Provided entries —
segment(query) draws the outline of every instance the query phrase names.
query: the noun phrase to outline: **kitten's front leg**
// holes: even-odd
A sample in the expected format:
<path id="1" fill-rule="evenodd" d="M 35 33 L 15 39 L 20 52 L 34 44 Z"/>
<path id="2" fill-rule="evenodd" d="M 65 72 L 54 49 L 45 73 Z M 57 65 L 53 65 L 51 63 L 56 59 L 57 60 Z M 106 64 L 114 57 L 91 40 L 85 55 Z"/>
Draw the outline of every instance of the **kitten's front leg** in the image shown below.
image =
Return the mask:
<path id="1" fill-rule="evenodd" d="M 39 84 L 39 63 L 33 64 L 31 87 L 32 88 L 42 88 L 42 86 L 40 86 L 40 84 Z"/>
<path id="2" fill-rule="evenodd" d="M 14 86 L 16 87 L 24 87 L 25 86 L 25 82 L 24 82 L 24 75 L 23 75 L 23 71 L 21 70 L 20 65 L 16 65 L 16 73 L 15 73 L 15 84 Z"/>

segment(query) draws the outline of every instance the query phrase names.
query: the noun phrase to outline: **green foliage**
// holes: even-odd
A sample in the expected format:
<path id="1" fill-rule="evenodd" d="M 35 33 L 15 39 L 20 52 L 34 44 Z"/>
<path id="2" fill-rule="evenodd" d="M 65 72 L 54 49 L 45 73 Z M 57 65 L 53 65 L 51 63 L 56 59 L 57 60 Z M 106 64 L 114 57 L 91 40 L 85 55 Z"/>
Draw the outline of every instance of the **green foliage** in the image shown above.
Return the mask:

--

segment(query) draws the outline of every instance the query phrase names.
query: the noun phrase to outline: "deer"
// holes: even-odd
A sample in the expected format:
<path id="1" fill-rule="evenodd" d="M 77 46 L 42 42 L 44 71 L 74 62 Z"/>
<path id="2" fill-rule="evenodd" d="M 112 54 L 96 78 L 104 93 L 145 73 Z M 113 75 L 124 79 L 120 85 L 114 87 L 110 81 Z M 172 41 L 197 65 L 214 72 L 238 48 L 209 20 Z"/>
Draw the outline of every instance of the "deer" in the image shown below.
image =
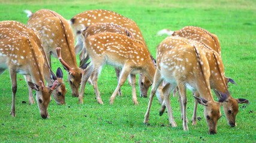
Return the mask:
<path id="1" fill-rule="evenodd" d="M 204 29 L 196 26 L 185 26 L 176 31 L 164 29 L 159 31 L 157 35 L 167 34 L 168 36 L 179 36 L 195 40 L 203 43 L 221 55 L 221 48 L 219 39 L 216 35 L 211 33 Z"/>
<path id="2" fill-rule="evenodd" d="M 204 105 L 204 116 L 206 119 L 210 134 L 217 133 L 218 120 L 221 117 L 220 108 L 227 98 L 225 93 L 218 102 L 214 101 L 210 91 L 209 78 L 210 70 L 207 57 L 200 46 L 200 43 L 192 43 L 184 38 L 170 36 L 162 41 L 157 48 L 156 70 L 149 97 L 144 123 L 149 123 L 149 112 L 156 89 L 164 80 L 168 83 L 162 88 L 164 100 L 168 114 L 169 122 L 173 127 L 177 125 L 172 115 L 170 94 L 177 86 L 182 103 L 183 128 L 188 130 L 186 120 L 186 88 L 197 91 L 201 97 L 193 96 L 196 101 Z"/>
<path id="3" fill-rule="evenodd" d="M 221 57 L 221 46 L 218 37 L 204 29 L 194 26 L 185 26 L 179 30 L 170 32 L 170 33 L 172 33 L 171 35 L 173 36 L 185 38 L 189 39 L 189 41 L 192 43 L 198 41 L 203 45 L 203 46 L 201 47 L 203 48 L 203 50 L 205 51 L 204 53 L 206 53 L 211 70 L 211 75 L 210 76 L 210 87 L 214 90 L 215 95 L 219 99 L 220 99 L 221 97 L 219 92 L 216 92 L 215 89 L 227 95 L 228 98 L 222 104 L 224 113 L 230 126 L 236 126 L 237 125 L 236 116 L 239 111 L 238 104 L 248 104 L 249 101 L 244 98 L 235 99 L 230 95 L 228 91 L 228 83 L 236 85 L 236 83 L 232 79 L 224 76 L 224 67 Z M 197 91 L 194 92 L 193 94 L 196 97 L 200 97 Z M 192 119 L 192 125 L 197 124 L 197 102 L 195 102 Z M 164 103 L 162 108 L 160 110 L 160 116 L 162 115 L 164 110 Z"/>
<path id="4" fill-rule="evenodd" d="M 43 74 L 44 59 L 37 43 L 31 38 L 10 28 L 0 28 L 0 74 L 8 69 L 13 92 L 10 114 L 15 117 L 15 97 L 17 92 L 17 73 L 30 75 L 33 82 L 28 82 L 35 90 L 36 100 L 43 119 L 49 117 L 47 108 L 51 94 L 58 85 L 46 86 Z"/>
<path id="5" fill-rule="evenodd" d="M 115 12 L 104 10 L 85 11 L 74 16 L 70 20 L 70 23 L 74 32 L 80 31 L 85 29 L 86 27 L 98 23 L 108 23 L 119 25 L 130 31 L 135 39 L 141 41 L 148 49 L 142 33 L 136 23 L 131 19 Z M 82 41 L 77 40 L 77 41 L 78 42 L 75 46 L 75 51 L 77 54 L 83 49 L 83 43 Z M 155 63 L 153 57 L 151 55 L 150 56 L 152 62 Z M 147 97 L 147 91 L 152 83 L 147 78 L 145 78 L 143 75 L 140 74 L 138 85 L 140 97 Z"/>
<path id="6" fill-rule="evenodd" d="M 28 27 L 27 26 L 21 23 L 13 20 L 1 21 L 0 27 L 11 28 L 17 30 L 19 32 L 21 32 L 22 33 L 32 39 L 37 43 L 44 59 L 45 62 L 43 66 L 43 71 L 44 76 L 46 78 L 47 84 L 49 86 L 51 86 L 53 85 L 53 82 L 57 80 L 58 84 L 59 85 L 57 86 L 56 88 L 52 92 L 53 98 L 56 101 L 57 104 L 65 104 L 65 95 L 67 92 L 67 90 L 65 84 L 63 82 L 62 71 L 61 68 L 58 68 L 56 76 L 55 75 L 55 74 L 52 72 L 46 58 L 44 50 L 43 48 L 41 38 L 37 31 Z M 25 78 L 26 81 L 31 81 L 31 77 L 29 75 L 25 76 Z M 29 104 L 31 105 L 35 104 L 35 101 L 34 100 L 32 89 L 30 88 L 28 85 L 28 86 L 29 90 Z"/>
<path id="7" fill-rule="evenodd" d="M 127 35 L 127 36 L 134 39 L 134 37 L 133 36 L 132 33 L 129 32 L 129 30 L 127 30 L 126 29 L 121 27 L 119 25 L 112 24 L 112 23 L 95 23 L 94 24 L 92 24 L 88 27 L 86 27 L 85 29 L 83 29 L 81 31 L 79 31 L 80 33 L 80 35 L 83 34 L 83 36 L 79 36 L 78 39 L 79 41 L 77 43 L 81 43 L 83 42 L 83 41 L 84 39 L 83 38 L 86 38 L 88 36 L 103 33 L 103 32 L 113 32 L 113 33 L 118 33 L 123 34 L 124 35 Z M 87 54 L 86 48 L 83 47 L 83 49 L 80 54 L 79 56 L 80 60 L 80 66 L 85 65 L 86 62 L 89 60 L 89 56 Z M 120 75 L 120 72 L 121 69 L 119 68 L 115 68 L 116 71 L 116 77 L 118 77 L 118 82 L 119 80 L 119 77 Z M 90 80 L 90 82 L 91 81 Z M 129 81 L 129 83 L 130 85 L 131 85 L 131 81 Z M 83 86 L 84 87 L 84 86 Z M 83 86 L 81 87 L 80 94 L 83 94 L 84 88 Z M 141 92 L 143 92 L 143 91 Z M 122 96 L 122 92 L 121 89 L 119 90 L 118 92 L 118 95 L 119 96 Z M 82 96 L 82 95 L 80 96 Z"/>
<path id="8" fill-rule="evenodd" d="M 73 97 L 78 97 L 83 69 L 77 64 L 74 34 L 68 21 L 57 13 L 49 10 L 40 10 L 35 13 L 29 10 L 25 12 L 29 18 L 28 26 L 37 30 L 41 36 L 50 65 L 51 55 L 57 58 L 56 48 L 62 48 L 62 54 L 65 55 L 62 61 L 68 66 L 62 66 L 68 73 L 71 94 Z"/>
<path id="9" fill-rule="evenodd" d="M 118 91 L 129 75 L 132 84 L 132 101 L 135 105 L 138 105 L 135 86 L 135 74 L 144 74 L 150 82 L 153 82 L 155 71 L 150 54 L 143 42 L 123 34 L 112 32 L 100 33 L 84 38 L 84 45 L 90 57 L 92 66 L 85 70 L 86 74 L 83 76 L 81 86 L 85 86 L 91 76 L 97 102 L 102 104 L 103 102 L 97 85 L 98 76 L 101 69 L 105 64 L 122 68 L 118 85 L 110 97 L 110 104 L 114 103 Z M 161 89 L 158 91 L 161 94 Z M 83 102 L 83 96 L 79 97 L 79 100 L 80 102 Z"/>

* * *

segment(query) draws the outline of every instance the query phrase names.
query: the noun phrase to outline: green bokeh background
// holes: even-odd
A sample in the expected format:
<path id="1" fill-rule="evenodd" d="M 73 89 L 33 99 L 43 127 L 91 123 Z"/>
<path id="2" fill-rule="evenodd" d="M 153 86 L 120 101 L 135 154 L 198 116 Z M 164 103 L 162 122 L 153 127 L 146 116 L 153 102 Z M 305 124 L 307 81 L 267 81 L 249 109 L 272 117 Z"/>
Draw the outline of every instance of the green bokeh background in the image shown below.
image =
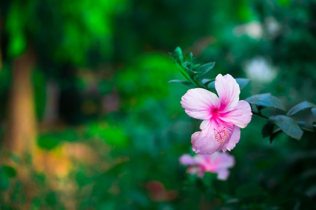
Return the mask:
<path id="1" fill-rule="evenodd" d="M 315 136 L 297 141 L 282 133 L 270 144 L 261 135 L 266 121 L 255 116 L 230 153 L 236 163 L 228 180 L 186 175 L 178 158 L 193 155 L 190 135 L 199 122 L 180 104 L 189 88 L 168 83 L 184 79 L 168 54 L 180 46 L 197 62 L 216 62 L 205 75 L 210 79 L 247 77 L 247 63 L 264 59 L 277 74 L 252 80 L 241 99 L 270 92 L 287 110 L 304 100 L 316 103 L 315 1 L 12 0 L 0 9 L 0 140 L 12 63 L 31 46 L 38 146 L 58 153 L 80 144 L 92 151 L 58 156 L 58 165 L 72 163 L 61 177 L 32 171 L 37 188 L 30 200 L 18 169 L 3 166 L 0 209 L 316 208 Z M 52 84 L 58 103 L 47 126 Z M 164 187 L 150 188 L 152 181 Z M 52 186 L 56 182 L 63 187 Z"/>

Your objective — Copy out every line of the records in which the word "deer" appears.

Output —
query: the noun phrase to outline: "deer"
Draw the outline of every instance of the "deer" in the image shown below.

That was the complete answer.